→ Objective
Count how many lines of the items contain the string "mask", with case counting, and give only that number.

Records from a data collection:
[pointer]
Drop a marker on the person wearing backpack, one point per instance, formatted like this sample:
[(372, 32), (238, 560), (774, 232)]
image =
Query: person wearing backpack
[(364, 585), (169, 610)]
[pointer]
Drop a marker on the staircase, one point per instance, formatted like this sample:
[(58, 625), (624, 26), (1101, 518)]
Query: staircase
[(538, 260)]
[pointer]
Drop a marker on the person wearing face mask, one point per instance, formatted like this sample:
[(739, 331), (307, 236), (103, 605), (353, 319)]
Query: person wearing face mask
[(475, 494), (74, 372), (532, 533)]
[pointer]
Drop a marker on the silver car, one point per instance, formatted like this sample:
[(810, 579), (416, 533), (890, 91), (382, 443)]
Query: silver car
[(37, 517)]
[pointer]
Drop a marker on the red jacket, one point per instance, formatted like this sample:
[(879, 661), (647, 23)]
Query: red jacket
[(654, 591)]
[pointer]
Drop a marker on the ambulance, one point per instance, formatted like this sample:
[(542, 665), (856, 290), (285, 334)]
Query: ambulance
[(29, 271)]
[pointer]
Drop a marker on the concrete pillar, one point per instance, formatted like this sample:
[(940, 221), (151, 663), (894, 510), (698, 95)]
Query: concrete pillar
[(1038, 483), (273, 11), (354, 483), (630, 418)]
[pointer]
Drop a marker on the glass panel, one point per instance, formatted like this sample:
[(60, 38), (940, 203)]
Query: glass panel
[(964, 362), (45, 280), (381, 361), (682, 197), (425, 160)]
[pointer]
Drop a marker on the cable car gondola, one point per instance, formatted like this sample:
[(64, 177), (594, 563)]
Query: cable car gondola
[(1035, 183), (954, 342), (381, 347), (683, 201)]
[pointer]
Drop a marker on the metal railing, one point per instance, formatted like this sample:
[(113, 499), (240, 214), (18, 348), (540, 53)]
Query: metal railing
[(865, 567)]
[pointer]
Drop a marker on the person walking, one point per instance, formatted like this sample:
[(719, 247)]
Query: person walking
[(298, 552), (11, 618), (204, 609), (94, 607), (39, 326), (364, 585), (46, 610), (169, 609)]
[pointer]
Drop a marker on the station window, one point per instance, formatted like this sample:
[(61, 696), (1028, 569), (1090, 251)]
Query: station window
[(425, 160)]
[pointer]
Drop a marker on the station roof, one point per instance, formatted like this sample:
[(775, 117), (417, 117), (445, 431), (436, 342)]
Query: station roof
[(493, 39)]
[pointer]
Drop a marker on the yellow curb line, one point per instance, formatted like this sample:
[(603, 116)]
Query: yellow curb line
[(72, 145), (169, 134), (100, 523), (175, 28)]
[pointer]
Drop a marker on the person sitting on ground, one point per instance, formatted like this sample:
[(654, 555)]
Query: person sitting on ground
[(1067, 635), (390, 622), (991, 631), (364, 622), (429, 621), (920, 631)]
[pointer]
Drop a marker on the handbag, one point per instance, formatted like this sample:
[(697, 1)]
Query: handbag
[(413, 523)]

→ Written answer
2